Task: Print the part of the RFBS℠ designation text that runs from "Honesty about scope" to "annual maintenance requirement.", word for word.

Excerpt provided:
Career-decision support

  • Voluntary Early Retirement Authority (VERA)
  • Buyouts and reductions in force
  • Divorce decree splits of FERS
  • OPM retirement paperwork
  • Disability retirement

Be clear-eyed

What the RFBS℠ designation is — and isn’t.

Honesty about scope is part of the program. Here is exactly what holding the designation does, and does not, signal.

What it is

  • A signal of structured training in federal employee benefits.
  • Evidence of a passed proctored exam administered through the program.
  • A written commitment to the RFBS℠ Code of Ethics and disciplinary process.
  • Ongoing accountability through CE and an annual maintenance requirement.
  • A listing in a public directory federal employees can search and verify.

What it isn’t

  • A license to give investment advice, sell securities or insurance, practice law, or prepare tax returns.
  • A federal certification, federal license, or government credential.
  • An endorsement, recommendation, or guarantee by FEBA, FedEd Academy™, or the federal government.
  • A substitute for the state and federal licenses any advisor must maintain to provide regulated services.
  • A guarantee of any specific outcome, return, or result.

The depth of services any individual RFBS℠ designee can provide depends on the licenses, registrations, and other credentials that designee holds. Always confirm those separately before engaging anyone for regulated services.

When the designation matters most

High-stakes federal decision points.

Data for review:
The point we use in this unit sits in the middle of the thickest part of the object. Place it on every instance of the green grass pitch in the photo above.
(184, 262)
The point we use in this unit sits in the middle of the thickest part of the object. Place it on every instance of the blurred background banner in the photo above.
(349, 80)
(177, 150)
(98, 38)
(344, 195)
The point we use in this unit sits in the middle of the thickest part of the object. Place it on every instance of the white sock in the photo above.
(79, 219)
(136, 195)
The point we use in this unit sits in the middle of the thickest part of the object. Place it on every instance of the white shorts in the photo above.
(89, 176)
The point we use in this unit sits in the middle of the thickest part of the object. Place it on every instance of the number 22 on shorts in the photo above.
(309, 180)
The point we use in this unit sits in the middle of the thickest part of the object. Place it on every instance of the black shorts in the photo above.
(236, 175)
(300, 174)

* * *

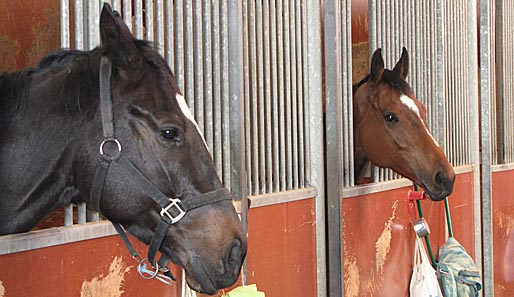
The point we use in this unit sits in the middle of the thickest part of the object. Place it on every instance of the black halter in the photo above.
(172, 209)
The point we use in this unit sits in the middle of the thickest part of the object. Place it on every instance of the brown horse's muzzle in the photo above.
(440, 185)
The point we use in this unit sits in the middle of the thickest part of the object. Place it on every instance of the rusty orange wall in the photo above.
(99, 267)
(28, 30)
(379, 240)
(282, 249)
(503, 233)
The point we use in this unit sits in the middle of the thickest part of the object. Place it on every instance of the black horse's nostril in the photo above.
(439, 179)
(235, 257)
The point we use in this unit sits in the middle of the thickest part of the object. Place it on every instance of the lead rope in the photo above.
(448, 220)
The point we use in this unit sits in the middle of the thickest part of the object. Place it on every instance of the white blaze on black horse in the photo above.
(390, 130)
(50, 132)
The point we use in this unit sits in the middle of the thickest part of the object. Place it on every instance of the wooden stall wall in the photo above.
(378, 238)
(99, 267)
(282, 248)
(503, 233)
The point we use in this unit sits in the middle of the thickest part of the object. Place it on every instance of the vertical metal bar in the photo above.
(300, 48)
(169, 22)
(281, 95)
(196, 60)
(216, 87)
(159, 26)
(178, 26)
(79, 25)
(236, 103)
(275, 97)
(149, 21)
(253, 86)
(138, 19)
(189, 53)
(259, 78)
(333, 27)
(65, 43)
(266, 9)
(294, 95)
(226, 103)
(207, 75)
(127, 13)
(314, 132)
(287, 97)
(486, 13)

---

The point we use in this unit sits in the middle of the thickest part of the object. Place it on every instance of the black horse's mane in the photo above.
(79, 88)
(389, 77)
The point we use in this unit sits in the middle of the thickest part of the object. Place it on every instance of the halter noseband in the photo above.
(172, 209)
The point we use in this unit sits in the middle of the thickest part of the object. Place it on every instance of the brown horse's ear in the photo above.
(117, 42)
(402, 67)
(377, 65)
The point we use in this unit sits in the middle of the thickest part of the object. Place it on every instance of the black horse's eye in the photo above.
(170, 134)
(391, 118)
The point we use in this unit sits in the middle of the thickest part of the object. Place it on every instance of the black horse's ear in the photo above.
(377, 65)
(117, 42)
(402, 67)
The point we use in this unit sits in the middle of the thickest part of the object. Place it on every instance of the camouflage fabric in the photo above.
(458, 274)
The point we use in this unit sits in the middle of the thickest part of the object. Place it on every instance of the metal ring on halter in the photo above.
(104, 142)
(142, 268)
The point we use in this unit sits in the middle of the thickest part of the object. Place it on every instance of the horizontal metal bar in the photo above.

Solution:
Honesty about scope is part of the program. Here is exactly what holding the designation does, and does not, signal.

What it is

  • A signal of structured training in federal employee benefits.
  • Evidence of a passed proctored exam administered through the program.
  • A written commitment to the RFBS℠ Code of Ethics and disciplinary process.
  • Ongoing accountability through CE and an annual maintenance requirement.